§ TEXTO FORNECIDO
☆ ☆ ☆ ☆
Olá, tudo bem? Eu assisti ao filme no cinema. Gostei bastante. Foi um dos melhores longas nacionais que assisti no ano passado. Gostei bastante do trabalho do ator Romulo Estrela. Abs, Fabio www.tvfabio.zip.net

Eliton Ribeiro disse...

Ótima crítica Sérgio. Realmente uma obra primorosa, muito bem produzida, com atuações emocionantes. Marjorie e Nanda estavam maravilhosas, assim como Cyria, Rômulo e Júlio. Foi impossível conter as lágrimas diante do drama das irmãs, história dilacerante que emociona.

Fernanda disse...

Fiquei arrepiada com essa série e abismada com o talento dessas duas atrizes maravilhosas! A cena final foi linda!

cantinhovirtualdarita disse...

Olá vim deixar um bom final de semana
dizer que estou voltando a postar no Blog
desejar um ano de tudo que for bom pra vc
Te elogiar novamente .....Qdo puder me visite
será sempre um prazer !! serginho querido!!

_________༺❀༻_________
Rita

Débora disse...
☆ ☆ ☆ ☆
§ DADOS ARMAZENADOS

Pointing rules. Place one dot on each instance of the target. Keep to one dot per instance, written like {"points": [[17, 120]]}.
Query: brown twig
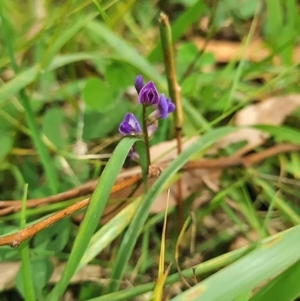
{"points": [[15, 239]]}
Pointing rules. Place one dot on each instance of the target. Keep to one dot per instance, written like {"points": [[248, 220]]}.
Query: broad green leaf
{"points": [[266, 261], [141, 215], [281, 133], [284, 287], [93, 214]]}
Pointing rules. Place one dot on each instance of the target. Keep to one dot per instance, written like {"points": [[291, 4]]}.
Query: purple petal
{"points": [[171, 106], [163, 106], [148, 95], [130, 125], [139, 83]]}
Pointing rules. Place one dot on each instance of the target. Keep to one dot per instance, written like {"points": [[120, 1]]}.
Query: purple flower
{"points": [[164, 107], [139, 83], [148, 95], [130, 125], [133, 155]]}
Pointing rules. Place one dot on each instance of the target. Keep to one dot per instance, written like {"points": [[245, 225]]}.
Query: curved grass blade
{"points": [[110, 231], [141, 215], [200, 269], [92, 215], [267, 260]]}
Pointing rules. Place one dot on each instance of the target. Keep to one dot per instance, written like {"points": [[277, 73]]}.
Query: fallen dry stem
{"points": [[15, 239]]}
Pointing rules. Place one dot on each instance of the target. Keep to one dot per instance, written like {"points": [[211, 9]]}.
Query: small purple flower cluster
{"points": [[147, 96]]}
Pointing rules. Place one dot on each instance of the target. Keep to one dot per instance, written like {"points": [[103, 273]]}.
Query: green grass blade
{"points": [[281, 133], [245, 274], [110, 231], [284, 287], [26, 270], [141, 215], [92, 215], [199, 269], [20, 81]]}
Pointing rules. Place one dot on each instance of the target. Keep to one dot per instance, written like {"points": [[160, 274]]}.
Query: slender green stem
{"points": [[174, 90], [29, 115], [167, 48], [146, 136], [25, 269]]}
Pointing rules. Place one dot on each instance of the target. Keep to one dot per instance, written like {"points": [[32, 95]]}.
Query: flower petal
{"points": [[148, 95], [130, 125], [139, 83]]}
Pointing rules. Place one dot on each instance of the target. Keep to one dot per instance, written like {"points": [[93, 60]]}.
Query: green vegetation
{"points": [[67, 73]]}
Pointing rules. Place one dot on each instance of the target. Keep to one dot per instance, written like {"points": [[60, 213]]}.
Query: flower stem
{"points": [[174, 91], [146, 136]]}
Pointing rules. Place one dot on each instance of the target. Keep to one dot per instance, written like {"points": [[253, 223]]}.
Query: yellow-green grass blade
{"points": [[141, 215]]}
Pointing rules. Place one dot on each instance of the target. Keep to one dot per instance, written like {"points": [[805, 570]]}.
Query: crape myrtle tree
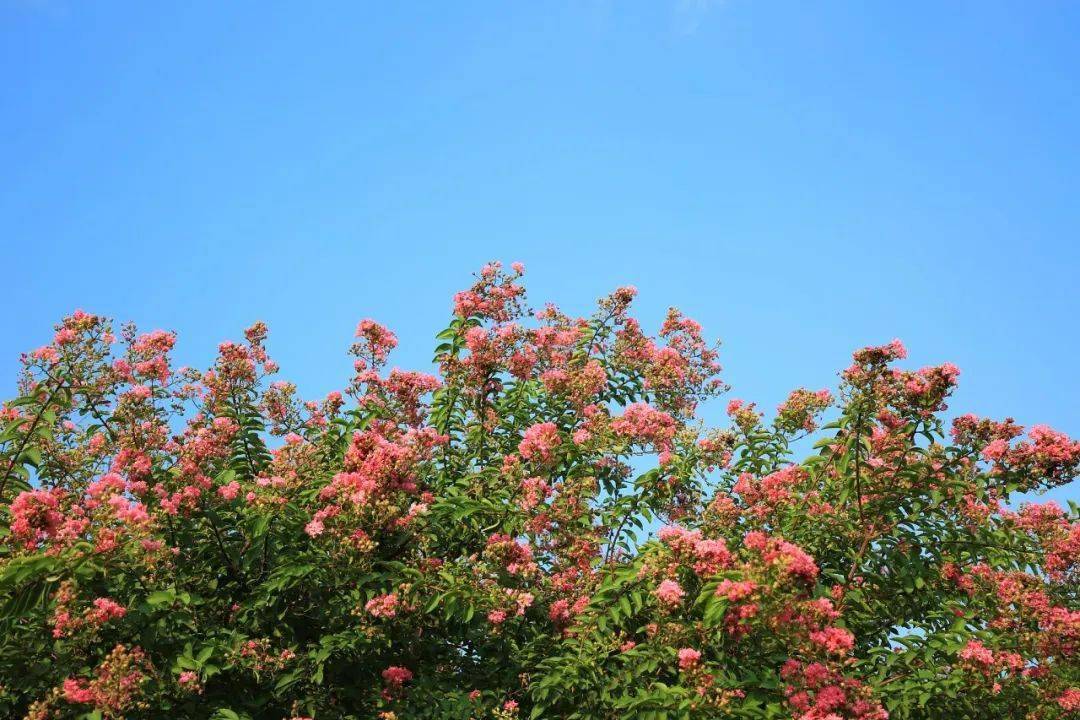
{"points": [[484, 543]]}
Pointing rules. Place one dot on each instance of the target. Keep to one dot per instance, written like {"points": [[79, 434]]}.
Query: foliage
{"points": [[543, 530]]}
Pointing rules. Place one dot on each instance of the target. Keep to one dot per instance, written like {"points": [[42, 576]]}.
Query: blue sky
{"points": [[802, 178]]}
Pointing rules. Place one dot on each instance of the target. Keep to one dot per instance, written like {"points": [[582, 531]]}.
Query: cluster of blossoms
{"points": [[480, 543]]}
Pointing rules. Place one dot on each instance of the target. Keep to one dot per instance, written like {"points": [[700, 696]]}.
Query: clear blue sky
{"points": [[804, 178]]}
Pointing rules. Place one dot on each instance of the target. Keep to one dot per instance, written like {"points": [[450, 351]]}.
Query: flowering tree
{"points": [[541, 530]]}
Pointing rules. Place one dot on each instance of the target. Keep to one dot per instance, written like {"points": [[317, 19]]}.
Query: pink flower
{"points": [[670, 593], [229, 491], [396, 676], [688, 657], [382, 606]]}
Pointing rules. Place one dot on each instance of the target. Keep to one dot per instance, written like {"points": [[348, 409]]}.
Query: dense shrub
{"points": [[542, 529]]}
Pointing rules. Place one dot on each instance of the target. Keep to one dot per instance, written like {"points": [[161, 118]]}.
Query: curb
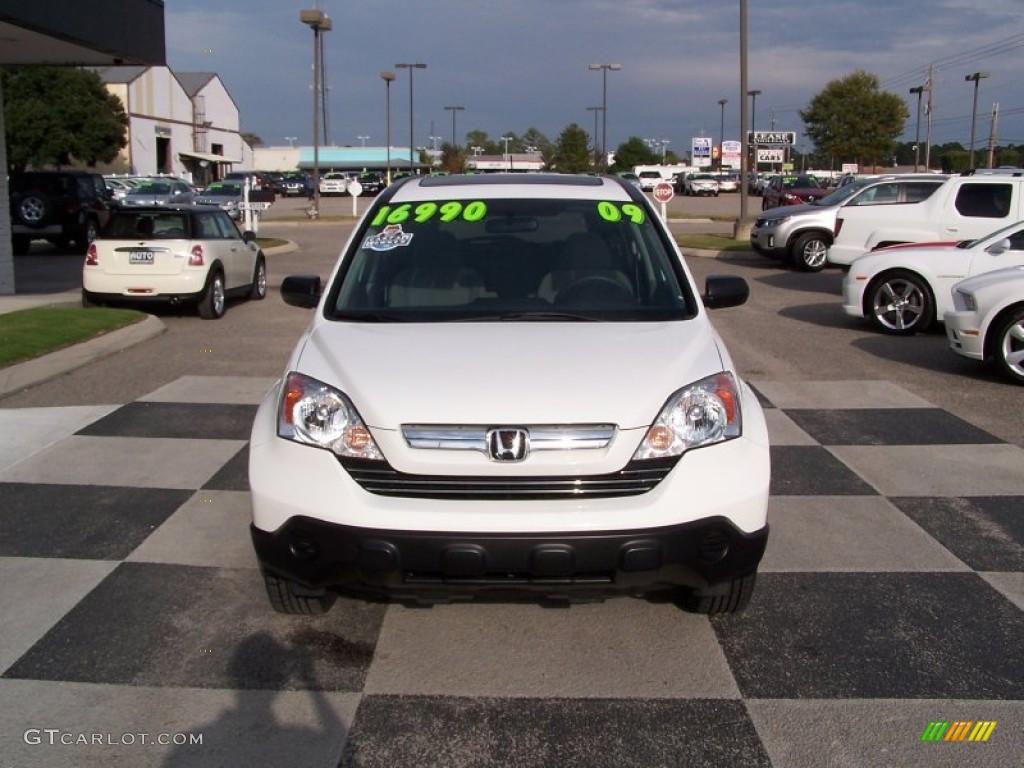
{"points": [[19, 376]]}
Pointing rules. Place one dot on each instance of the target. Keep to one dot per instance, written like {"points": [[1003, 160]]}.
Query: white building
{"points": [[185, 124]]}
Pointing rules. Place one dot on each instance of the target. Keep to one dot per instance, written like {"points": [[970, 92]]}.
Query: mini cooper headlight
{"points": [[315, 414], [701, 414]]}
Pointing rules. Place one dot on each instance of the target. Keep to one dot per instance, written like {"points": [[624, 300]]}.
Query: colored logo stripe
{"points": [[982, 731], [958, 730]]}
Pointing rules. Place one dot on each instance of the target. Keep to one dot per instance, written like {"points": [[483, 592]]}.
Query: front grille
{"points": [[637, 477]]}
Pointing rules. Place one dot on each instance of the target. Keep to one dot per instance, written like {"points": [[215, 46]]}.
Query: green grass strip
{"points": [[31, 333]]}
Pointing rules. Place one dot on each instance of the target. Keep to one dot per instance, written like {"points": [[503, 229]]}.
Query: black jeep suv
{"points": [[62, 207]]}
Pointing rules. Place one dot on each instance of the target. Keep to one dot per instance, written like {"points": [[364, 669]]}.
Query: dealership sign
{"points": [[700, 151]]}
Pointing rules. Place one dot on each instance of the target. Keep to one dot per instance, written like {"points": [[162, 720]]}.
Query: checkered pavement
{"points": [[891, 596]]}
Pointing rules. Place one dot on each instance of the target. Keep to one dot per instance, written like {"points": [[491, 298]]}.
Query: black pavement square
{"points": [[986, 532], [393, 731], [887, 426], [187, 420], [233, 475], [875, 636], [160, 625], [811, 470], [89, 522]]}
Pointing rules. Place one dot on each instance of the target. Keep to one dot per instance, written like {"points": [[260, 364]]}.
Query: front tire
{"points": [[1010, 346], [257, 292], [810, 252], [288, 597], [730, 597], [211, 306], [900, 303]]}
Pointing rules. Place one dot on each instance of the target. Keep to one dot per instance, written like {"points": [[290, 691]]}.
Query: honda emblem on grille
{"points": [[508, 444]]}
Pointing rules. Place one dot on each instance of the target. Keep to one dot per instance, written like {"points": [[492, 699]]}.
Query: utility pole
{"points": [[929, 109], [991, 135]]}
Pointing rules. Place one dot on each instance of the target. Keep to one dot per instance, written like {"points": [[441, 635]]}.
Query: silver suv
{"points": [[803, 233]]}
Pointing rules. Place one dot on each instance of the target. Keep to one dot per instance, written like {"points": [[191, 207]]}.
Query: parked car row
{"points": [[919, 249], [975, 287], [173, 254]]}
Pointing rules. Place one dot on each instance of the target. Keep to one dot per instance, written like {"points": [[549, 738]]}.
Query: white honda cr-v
☆ ☆ ☆ ☆
§ CONJUNTO DE TAREFAS
A) Nos comentários sobre o filme, de qual ator o autor do primeiro comentário diz ter gostado bastante do trabalho?
B) Escreva a continuação dos comentários sobre o filme, começando logo após a última linha mostrada.

§ RESPOSTAS POR TAREFA
A) Do ator Romulo Estrela.

B)
Essa série foi fantástica. Tinha ouvido falar brevemente do filme só não imaginei que tivesse sido fracasso de bilheteria. Agora se for pra Netflix vai bombar de acessos, aposto! rs
Marjorie é sempre maravilhosa, uma estrela que nunca se apaga. Agora a Nanda me surpreendeu com um papel totalmente fora da comédia que está habituada. Provou que pode interpretar personagens diversos e não apenas ficar presa na "piriguete".

Unknown disse...

Duas irmãs separadas pelo destino. Esse pode ser o resumo do cordel dramático de Breno Silveira.
O drama centra-se nas personagens que têm diferentes ideais de vida.
O ponto positivo do drama está aí. A trama consegue elaborar muito bem o começo da história. O interessante está na forma de contar como a vida delas é circular, pois tudo o que uma imaginava para a outra é trocado e invertido. Além disso, é legal notar o modo como o filme aborda os valores matrimoniais, questões como a homossexualidade, política, ciência, questão social e o amor.
A atriz Marjorie Estiano está muito bem em seu papel. Todo mundo sabe que muitos são os estereótipos apresentados por atores ao interpretarem um personagem nordestino. Mas, a atriz curitibana conseguiu com proeza apresentar uma ótima nordestina. O público acreditou de verdade em sua performance e nos emocionamos com ela. Porém, esse talento não foi tão bem explorado e deixa sua personagem um tanto dramática demais.

Sérgio Santos disse...

Obrigado, anonimo. E concordo com vc.

Sérgio Santos disse...

Mt obrigado, Vivian!

Sérgio Santos disse...

Desculpe, anonimo. Eu cheguei avisar no Twitter e no Facebook.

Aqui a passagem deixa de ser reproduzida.